### GOAL
Write out all of the data exactly as it appears.

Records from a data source
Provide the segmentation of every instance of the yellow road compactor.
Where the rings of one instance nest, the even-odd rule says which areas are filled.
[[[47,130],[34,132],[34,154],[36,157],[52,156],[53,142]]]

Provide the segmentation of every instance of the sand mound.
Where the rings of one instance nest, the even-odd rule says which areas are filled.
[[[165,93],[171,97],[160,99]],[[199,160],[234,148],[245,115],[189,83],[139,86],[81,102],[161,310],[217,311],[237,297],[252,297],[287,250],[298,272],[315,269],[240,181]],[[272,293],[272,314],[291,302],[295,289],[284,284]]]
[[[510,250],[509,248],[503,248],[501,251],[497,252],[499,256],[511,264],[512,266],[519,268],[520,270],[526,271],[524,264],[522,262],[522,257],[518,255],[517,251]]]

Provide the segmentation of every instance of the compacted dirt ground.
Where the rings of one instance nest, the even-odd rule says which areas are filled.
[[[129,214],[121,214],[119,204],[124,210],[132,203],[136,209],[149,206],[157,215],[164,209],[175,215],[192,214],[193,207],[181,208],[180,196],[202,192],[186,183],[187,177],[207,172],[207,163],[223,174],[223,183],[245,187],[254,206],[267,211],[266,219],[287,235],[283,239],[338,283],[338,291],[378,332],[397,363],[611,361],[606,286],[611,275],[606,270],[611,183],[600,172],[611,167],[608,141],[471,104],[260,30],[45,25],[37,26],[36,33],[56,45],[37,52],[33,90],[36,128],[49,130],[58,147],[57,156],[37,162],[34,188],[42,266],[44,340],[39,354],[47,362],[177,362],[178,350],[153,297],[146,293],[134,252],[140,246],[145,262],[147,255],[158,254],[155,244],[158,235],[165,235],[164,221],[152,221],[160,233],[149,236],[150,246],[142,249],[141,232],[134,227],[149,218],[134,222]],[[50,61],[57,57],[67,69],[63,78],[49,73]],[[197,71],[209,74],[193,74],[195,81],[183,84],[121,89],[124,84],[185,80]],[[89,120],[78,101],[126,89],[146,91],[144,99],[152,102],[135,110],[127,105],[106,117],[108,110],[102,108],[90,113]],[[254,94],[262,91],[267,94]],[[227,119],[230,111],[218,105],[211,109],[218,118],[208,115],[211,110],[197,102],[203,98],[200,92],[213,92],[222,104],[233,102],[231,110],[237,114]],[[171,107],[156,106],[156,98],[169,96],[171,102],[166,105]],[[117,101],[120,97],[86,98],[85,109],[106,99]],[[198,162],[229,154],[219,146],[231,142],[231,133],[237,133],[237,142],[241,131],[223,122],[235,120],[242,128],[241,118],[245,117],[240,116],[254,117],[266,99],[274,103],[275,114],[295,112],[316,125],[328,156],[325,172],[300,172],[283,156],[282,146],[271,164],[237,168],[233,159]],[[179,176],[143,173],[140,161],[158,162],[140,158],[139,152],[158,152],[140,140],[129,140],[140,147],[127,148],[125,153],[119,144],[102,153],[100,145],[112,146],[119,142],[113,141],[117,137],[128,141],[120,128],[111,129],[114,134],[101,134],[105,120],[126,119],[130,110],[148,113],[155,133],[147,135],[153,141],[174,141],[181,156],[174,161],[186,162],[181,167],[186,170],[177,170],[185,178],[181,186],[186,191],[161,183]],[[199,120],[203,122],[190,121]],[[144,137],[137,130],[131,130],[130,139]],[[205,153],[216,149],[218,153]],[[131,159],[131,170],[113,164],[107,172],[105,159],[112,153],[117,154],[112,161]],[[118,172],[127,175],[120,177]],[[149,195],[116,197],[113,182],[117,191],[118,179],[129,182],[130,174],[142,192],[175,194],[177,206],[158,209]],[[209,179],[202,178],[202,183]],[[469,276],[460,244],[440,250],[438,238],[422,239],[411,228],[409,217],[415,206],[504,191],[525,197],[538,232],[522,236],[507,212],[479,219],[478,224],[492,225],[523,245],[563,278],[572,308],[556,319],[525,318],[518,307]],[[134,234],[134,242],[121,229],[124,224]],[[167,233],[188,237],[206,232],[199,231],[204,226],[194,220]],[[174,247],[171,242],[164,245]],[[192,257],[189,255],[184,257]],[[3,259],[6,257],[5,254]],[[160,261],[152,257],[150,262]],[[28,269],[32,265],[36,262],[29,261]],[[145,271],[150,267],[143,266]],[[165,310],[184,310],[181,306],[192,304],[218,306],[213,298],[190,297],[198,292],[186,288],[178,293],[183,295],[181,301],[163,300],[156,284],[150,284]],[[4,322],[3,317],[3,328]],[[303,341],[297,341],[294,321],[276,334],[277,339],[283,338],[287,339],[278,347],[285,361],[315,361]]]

### RESPONSE BELOW
Provide the segmentation of every instance of the yellow road compactor.
Where the rings of one instance nest, the even-odd rule says which areas are filled.
[[[47,130],[34,132],[34,154],[36,157],[52,156],[53,142]]]

Provide the segmentation of every instance of the sand mound.
Where the rings of one instance nest, the even-odd rule says which areas are filled.
[[[165,93],[171,97],[160,99]],[[199,160],[234,148],[245,115],[189,83],[139,86],[81,102],[161,310],[217,311],[237,297],[252,297],[287,250],[298,272],[315,269],[240,181]],[[272,293],[272,314],[291,302],[295,289],[284,284]]]
[[[510,250],[509,248],[503,248],[501,251],[497,252],[499,256],[511,264],[512,266],[519,268],[520,270],[526,271],[524,264],[522,262],[522,257],[518,255],[517,251]]]

Provide the segmentation of every instance of the compacted dirt ground.
Where the rings of one instance nest, the even-odd rule says which areas are filled.
[[[129,214],[121,214],[119,204],[124,210],[132,203],[136,209],[149,206],[157,215],[164,209],[175,215],[192,214],[193,207],[181,208],[180,196],[202,192],[186,183],[187,177],[207,172],[207,163],[223,174],[223,183],[245,187],[254,206],[267,211],[266,219],[287,235],[283,239],[338,283],[338,291],[378,332],[397,363],[611,361],[606,286],[611,275],[606,270],[611,183],[600,172],[611,167],[608,141],[471,104],[260,30],[45,25],[37,26],[36,33],[56,45],[37,52],[33,90],[36,128],[49,130],[58,147],[57,156],[37,162],[34,188],[42,266],[44,340],[39,354],[47,362],[177,362],[178,350],[153,297],[146,293],[134,252],[140,246],[145,262],[147,255],[158,254],[155,244],[158,235],[165,235],[164,221],[152,221],[160,233],[149,236],[150,246],[142,249],[141,232],[134,227],[149,218],[134,222]],[[50,61],[57,57],[67,69],[63,78],[49,73]],[[197,71],[209,74],[193,74],[195,81],[183,84],[121,89],[124,84],[185,80]],[[89,120],[78,101],[126,89],[146,91],[144,99],[152,102],[135,110],[127,105],[106,117],[108,110],[102,108],[90,113]],[[254,94],[262,91],[267,94]],[[227,119],[230,111],[218,105],[211,109],[218,118],[208,115],[211,110],[197,102],[203,98],[200,92],[213,92],[222,104],[233,102],[231,110],[237,114]],[[171,107],[156,106],[156,98],[169,96],[171,102],[166,105]],[[117,101],[120,97],[86,98],[85,109],[106,99]],[[198,162],[229,154],[219,146],[231,142],[231,133],[237,133],[237,142],[241,131],[223,122],[235,120],[242,128],[241,118],[245,117],[240,116],[254,117],[266,99],[274,103],[275,114],[295,112],[316,125],[328,156],[325,172],[300,172],[283,156],[282,146],[271,164],[237,168],[233,159]],[[179,176],[143,173],[140,161],[158,162],[140,158],[139,152],[158,152],[140,140],[129,140],[140,147],[127,148],[125,153],[119,144],[102,153],[100,145],[112,146],[119,142],[113,141],[117,137],[128,141],[120,128],[111,129],[114,134],[101,134],[105,120],[126,119],[130,110],[148,113],[155,133],[147,135],[153,141],[174,141],[181,156],[174,161],[186,162],[181,167],[186,170],[177,170],[185,178],[181,186],[186,191],[161,183]],[[199,120],[203,122],[190,121]],[[144,137],[137,130],[131,130],[130,139]],[[205,153],[216,149],[218,153]],[[131,159],[131,170],[113,164],[107,172],[105,159],[112,153],[117,154],[112,161]],[[118,172],[127,175],[120,177]],[[149,195],[116,197],[113,182],[117,191],[118,179],[129,182],[130,174],[142,192],[175,194],[177,206],[158,209]],[[209,179],[202,178],[202,183]],[[469,276],[460,244],[440,250],[438,238],[422,239],[411,228],[409,217],[415,206],[504,191],[525,197],[538,232],[522,236],[507,212],[479,219],[478,224],[492,225],[523,245],[563,278],[572,308],[556,319],[525,318],[518,307]],[[134,234],[134,242],[121,229],[124,224]],[[167,233],[188,237],[206,232],[199,231],[204,226],[194,220]],[[174,247],[171,242],[164,245]],[[192,257],[189,255],[184,257]],[[3,259],[6,257],[5,254]],[[160,261],[152,257],[150,262]],[[28,269],[32,265],[36,262],[29,261]],[[145,271],[150,267],[143,266]],[[165,310],[184,310],[181,306],[192,304],[218,306],[213,298],[190,297],[198,292],[186,288],[178,293],[183,295],[181,301],[163,300],[156,284],[150,284]],[[4,322],[3,317],[3,328]],[[303,341],[297,341],[294,321],[276,334],[277,339],[283,338],[287,339],[278,347],[285,361],[315,361]]]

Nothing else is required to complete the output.